Exercise objective: Please retype every row below word for word, leaving out the pictures.
>> BEGIN Items
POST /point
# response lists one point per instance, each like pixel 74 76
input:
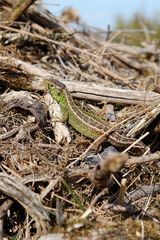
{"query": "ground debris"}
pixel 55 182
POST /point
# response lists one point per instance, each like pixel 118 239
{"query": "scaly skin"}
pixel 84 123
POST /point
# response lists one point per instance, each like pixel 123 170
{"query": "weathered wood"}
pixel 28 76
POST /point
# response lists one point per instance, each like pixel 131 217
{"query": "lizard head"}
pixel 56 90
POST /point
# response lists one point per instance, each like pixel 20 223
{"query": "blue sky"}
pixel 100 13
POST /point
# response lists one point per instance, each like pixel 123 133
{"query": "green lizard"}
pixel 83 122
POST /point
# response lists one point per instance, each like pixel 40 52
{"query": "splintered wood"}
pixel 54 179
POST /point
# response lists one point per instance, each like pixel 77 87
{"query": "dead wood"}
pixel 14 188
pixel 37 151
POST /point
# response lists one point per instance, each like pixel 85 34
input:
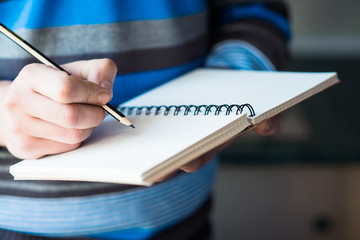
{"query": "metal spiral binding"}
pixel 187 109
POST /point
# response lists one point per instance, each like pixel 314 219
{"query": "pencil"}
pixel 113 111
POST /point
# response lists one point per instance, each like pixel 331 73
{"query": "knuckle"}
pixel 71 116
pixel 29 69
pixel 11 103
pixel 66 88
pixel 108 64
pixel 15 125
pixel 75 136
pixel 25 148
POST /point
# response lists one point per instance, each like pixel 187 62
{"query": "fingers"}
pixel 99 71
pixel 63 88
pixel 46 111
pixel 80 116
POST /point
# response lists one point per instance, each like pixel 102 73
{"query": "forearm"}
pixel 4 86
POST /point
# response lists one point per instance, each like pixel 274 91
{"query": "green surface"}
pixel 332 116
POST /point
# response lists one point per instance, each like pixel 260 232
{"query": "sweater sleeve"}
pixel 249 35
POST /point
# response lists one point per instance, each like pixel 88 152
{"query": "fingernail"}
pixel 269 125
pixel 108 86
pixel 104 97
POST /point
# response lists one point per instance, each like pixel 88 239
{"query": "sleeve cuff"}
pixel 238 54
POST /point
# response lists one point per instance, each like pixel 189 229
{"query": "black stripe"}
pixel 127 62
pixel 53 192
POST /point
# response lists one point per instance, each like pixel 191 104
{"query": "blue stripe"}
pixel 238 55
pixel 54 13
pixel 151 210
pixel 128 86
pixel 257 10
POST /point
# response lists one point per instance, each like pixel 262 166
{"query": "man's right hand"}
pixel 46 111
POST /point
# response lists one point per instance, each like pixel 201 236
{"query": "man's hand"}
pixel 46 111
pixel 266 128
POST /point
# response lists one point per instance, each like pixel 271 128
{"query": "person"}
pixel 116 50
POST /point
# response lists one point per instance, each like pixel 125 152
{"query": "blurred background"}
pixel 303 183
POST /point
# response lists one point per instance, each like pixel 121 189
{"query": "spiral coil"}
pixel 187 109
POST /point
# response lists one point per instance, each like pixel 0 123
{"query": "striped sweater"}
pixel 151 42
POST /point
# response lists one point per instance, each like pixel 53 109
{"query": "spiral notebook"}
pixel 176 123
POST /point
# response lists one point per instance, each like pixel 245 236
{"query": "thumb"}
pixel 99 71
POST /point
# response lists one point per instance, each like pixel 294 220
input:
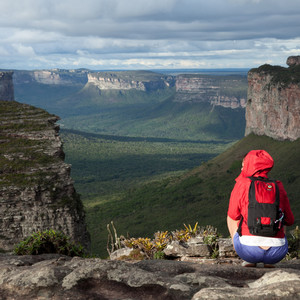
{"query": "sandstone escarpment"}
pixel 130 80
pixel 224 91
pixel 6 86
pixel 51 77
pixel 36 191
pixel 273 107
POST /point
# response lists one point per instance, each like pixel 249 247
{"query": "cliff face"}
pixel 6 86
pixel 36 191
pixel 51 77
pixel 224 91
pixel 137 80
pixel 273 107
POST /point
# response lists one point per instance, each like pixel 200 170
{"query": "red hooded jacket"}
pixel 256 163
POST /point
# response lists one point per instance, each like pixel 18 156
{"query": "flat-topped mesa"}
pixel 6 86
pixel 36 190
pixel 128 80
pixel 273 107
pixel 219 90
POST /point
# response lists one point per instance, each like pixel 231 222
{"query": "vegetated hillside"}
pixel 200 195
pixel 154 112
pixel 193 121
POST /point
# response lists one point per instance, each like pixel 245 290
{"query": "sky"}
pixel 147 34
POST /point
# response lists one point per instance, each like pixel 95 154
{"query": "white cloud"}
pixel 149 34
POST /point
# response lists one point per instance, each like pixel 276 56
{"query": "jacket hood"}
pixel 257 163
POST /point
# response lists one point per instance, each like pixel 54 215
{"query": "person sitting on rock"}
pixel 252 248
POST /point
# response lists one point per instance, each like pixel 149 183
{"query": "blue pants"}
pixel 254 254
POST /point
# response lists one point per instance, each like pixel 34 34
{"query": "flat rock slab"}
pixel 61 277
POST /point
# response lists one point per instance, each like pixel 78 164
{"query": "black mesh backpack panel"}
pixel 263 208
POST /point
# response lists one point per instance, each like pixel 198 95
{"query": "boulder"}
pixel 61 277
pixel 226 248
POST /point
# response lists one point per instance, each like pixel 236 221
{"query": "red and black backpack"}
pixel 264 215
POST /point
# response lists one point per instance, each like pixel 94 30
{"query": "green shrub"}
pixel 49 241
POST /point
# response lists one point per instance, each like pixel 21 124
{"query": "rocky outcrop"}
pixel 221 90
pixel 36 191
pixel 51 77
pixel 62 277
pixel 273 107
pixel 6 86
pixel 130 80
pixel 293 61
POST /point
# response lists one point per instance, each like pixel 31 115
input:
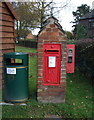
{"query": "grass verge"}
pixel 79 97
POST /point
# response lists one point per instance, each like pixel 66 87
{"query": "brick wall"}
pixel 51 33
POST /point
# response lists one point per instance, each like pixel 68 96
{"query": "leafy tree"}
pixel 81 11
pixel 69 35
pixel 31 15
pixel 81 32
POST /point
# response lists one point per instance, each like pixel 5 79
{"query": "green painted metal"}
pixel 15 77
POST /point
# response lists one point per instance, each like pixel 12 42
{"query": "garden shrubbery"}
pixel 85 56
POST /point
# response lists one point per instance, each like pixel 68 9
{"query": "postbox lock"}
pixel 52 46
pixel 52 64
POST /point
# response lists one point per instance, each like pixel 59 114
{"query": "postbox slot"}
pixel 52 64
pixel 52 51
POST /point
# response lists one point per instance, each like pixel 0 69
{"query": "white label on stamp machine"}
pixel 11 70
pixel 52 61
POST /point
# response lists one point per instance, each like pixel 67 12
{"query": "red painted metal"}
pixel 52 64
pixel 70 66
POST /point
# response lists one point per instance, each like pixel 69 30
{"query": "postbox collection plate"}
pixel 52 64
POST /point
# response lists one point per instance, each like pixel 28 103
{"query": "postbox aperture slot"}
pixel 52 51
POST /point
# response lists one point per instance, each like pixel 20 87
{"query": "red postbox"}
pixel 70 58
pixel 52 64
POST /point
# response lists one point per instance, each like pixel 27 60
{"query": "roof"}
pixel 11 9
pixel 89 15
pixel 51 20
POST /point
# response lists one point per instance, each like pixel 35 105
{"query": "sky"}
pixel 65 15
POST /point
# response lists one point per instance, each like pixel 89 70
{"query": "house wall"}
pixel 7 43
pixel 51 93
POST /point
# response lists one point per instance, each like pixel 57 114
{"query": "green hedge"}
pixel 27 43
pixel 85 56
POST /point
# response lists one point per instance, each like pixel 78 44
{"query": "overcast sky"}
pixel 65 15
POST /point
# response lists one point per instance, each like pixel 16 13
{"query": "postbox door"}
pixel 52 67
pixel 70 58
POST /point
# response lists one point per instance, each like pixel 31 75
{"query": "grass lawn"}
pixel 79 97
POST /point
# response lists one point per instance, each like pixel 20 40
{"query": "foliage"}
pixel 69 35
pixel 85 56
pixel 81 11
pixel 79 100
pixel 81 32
>> END Items
Result:
POST /point
# response lists one point per instance, each like pixel 74 76
input:
{"query": "ground debris"}
pixel 55 182
POST /point
# response lists one point per instance, each like pixel 118 239
{"query": "scaly skin"}
pixel 84 123
POST /point
# response lists one point per instance, each like pixel 123 170
{"query": "weathered wood"}
pixel 28 76
POST /point
# response lists one point per instance, each like pixel 131 217
{"query": "lizard head"}
pixel 56 90
POST /point
# response lists one point per instance, each like pixel 20 223
{"query": "blue sky"}
pixel 100 13
POST /point
# response lists one point per instance, each like pixel 123 133
{"query": "green lizard"}
pixel 83 122
POST /point
# response lists one point per instance, each like pixel 40 52
{"query": "splintered wood"}
pixel 54 179
POST /point
# response lists one point per instance, each like pixel 77 87
{"query": "dead wood"}
pixel 14 188
pixel 37 151
POST /point
# response lists one point per instance, each like pixel 85 34
input:
{"query": "metal spiral binding"}
pixel 187 109
POST /point
# response lists one point per instance, each like pixel 314 219
{"query": "pencil"}
pixel 113 111
POST /point
# response lists one point per instance, each like pixel 331 73
{"query": "knuckle"}
pixel 71 116
pixel 29 69
pixel 11 103
pixel 66 88
pixel 108 64
pixel 15 125
pixel 75 136
pixel 25 148
POST /point
# response lists one point per instance, each like pixel 187 62
{"query": "fingers"}
pixel 99 71
pixel 63 88
pixel 46 111
pixel 80 116
POST /point
# response lists one point per instance, each like pixel 102 73
{"query": "forearm"}
pixel 4 86
POST /point
# response lists one point per instance, each like pixel 274 91
{"query": "green surface"}
pixel 332 116
POST /point
# response lists one point per instance, each like pixel 260 232
{"query": "sweater sleeve"}
pixel 249 35
POST /point
# response lists one point per instance, each like pixel 88 152
{"query": "fingernail"}
pixel 269 125
pixel 108 86
pixel 104 97
POST /point
# response lists one point per instance, each like pixel 88 239
{"query": "sleeve cuff"}
pixel 238 54
POST /point
# response lists one point per instance, each like pixel 189 229
{"query": "black stripe"}
pixel 127 62
pixel 53 192
POST /point
# response lists one point per instance, each like pixel 191 104
{"query": "blue stripe"}
pixel 238 55
pixel 54 13
pixel 151 210
pixel 128 86
pixel 257 10
POST /point
# response lists one point per instance, each like pixel 262 166
{"query": "man's right hand"}
pixel 46 111
POST /point
# response lists one point per instance, each like pixel 201 236
{"query": "man's hand"}
pixel 46 111
pixel 266 128
POST /point
# response lists one point per instance, each like pixel 271 128
{"query": "person"}
pixel 116 50
POST /point
# response lists one point per instance, each like pixel 125 152
{"query": "blurred background"}
pixel 303 183
POST /point
# response lists one point per instance, each like pixel 121 189
{"query": "spiral coil"}
pixel 187 109
POST /point
# response lists one point per instance, each like pixel 0 123
{"query": "striped sweater"}
pixel 151 42
POST /point
# response lists one point per instance, each like pixel 53 109
{"query": "spiral notebook"}
pixel 176 123
POST /point
# response lists one point per instance, each like pixel 245 236
{"query": "thumb"}
pixel 99 71
POST /point
# response lists one point per instance, each like pixel 294 220
input:
{"query": "sandstone escarpment"}
pixel 130 80
pixel 224 91
pixel 6 86
pixel 51 77
pixel 36 191
pixel 273 107
POST /point
# response lists one point per instance, each like pixel 249 247
{"query": "cliff face"}
pixel 6 86
pixel 36 191
pixel 51 77
pixel 224 91
pixel 137 80
pixel 273 107
POST /point
# response lists one point per instance, each like pixel 200 170
{"query": "red hooded jacket"}
pixel 256 163
POST /point
# response lists one point per instance, each like pixel 18 156
{"query": "flat-topped mesa"}
pixel 6 86
pixel 36 190
pixel 128 80
pixel 273 107
pixel 219 90
POST /point
# response lists one point per instance, each like pixel 231 222
{"query": "vegetated hillside"}
pixel 200 195
pixel 154 112
pixel 193 121
POST /point
# response lists one point per instance, each like pixel 245 290
{"query": "sky"}
pixel 147 34
POST /point
# response lists one point per instance, each like pixel 95 154
{"query": "white cloud"}
pixel 149 34
POST /point
# response lists one point per instance, each like pixel 276 56
{"query": "jacket hood"}
pixel 257 163
POST /point
# response lists one point per instance, each like pixel 54 215
{"query": "person sitting on rock"}
pixel 252 248
POST /point
# response lists one point per instance, each like pixel 149 183
{"query": "blue pants"}
pixel 254 254
POST /point
# response lists one point per instance, each like pixel 34 34
{"query": "flat rock slab"}
pixel 61 277
POST /point
# response lists one point per instance, each like pixel 78 164
{"query": "black mesh backpack panel"}
pixel 263 208
POST /point
# response lists one point per instance, each like pixel 198 95
{"query": "boulder"}
pixel 61 277
pixel 226 248
POST /point
# response lists one point per instance, each like pixel 236 221
{"query": "red and black backpack"}
pixel 264 215
POST /point
# response lists one point per instance, each like pixel 94 30
{"query": "green shrub"}
pixel 49 241
POST /point
# response lists one point per instance, each like pixel 21 124
{"query": "rocky outcrop"}
pixel 221 90
pixel 36 191
pixel 51 77
pixel 62 277
pixel 273 107
pixel 6 86
pixel 130 80
pixel 293 61
POST /point
# response lists one point per instance, each like pixel 31 115
input:
{"query": "grass verge"}
pixel 79 97
POST /point
# response lists one point per instance, each like pixel 66 87
{"query": "brick wall"}
pixel 51 33
POST /point
# response lists one point per instance, each like pixel 68 96
{"query": "leafy tree"}
pixel 81 11
pixel 69 35
pixel 31 15
pixel 81 32
POST /point
# response lists one point per instance, each like pixel 5 79
{"query": "green painted metal"}
pixel 15 77
POST /point
# response lists one point per instance, each like pixel 12 42
{"query": "garden shrubbery"}
pixel 85 56
POST /point
# response lists one point per instance, each like pixel 68 9
{"query": "postbox lock"}
pixel 52 46
pixel 52 64
POST /point
# response lists one point per instance, each like pixel 59 114
{"query": "postbox slot"}
pixel 52 64
pixel 52 51
POST /point
# response lists one point per instance, each like pixel 0 69
{"query": "white label on stamp machine"}
pixel 11 70
pixel 52 61
POST /point
# response lists one point per instance, each like pixel 67 12
{"query": "red painted metal"}
pixel 52 64
pixel 70 66
POST /point
# response lists one point per instance, each like pixel 69 30
{"query": "postbox collection plate"}
pixel 52 64
POST /point
# response lists one point per instance, each like pixel 28 103
{"query": "postbox aperture slot"}
pixel 52 51
POST /point
# response lists one point per instance, each like pixel 20 87
{"query": "red postbox"}
pixel 70 58
pixel 52 64
POST /point
# response lists one point per instance, each like pixel 27 60
{"query": "roof"}
pixel 11 9
pixel 89 15
pixel 51 20
POST /point
# response lists one point per instance, each like pixel 35 105
{"query": "sky"}
pixel 65 15
POST /point
# response lists one point per instance, each like pixel 89 70
{"query": "house wall"}
pixel 7 43
pixel 51 93
POST /point
# response lists one point per instance, each like pixel 57 114
{"query": "green hedge"}
pixel 27 43
pixel 85 56
POST /point
# response lists one point per instance, each like pixel 78 44
{"query": "overcast sky"}
pixel 65 15
POST /point
# response lists one point per instance, each like pixel 16 13
{"query": "postbox door"}
pixel 52 67
pixel 70 58
POST /point
# response lists one point per instance, each like pixel 31 75
{"query": "grass lawn"}
pixel 79 97
POST /point
# response lists one point per instance, each like pixel 20 40
{"query": "foliage"}
pixel 69 35
pixel 85 56
pixel 81 11
pixel 79 100
pixel 81 32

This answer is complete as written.